WHAT THE EXERCISE ASKS:
Starting from the line containing "of the black-and-white", write out the rest of the entries exactly, through the final line, including nothing else.

== TASK MATERIAL

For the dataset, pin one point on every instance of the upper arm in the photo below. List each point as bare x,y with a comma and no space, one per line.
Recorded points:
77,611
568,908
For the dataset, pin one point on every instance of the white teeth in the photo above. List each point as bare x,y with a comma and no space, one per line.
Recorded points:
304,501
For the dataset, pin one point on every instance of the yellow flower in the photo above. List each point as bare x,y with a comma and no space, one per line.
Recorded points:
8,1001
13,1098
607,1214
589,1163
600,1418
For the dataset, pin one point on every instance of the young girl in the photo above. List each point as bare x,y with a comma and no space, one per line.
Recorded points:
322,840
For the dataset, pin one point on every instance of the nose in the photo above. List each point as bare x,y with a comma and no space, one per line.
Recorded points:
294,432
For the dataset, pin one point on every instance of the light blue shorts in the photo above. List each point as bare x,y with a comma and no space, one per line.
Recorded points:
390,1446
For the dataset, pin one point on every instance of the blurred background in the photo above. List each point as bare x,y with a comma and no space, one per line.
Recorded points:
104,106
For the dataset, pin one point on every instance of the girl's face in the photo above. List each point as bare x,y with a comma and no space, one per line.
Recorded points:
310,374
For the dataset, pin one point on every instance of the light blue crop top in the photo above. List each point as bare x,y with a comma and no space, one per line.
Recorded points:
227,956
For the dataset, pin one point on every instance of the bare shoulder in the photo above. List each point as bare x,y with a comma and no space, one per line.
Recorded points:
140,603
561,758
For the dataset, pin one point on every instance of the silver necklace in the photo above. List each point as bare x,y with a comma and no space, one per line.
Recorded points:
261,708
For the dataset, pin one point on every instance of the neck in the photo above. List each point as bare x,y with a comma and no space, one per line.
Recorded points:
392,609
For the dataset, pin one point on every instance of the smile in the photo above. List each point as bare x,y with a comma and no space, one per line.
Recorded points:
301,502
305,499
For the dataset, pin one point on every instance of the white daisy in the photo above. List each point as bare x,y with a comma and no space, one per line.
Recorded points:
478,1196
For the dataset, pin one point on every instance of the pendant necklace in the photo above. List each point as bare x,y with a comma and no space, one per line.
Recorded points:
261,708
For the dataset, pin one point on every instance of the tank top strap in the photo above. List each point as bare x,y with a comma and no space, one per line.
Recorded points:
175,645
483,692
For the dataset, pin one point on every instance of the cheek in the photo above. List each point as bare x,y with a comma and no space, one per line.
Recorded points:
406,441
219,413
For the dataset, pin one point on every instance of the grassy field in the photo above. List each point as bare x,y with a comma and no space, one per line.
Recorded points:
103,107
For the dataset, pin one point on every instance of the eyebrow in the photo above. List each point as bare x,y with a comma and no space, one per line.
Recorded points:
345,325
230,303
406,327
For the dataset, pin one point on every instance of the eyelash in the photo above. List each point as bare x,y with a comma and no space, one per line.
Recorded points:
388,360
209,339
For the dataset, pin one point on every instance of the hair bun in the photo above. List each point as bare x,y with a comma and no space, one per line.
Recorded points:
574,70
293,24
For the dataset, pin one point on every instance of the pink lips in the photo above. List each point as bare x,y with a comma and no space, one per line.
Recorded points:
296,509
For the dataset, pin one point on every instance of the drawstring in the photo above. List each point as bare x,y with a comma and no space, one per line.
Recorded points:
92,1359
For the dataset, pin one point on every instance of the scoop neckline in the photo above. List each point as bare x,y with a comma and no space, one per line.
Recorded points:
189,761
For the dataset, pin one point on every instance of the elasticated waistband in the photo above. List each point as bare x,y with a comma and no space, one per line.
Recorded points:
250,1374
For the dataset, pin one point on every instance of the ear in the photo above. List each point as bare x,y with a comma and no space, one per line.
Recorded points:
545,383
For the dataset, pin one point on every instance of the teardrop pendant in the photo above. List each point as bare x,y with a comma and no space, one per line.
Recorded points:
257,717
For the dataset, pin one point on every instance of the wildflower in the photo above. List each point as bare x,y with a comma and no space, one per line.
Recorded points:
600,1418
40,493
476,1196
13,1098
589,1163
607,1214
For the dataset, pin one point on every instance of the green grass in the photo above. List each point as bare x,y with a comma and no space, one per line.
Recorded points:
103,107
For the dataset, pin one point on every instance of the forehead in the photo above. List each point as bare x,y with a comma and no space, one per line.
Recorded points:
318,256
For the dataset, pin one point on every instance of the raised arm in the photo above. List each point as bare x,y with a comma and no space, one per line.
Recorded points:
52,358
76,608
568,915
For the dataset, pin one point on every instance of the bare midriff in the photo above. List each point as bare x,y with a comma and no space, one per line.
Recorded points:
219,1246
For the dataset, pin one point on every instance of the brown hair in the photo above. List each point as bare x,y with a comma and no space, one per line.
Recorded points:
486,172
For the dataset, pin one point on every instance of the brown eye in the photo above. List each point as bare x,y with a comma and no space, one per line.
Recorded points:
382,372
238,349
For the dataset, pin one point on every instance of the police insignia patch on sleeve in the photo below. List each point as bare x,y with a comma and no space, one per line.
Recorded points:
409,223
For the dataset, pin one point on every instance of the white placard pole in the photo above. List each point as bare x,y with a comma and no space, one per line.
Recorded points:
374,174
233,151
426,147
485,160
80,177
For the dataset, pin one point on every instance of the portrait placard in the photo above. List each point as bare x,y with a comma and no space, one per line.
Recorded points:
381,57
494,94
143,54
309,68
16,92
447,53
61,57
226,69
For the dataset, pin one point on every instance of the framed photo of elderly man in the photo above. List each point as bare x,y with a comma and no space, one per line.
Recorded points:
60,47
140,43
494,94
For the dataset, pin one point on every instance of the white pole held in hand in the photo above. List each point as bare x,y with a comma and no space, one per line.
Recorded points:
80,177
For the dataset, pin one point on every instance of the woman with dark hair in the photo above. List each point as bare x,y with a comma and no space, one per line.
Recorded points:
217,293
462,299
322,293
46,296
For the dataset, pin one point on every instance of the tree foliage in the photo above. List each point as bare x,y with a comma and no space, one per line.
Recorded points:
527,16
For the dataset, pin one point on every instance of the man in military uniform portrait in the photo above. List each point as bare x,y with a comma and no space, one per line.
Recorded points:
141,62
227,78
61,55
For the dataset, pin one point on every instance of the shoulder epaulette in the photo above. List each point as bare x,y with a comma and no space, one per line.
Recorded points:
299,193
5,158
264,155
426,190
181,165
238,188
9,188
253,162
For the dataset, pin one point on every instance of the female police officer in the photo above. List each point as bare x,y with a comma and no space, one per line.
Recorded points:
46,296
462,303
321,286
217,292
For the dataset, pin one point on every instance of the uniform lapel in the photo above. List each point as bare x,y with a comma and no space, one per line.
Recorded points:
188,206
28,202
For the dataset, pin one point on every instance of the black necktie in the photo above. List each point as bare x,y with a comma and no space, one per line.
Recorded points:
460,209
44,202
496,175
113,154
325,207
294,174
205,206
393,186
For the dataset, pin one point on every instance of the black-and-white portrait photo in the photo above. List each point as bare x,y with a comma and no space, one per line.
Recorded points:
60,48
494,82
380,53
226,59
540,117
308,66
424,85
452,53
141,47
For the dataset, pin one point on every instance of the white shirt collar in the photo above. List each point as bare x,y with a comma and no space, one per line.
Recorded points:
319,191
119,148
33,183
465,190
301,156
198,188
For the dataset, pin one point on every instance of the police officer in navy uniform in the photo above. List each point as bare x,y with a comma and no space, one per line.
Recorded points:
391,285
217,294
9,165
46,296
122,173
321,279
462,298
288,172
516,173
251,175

====

FINISHED TASK:
For the dataset, pin one point on every instance of the black-and-white portrait photo in the photo above. List each point as bare x,y with a comma and no space, one per line.
Recorded points:
60,48
494,82
380,53
226,59
540,117
308,66
424,85
452,53
141,47
For the dataset, pin one point on every instance of the white shirt collar in the photo above. List each point as bare x,y with a comma and no space, one per line.
Recorded points:
319,191
119,148
33,183
465,190
301,156
198,188
For the dataset, pin one point on every instance of the police officer in navy uniform in the photo above. List each point as bare x,y with a comma and no space, one per line.
Recorded points:
391,285
217,294
9,165
46,296
122,173
321,279
462,298
288,172
516,173
251,175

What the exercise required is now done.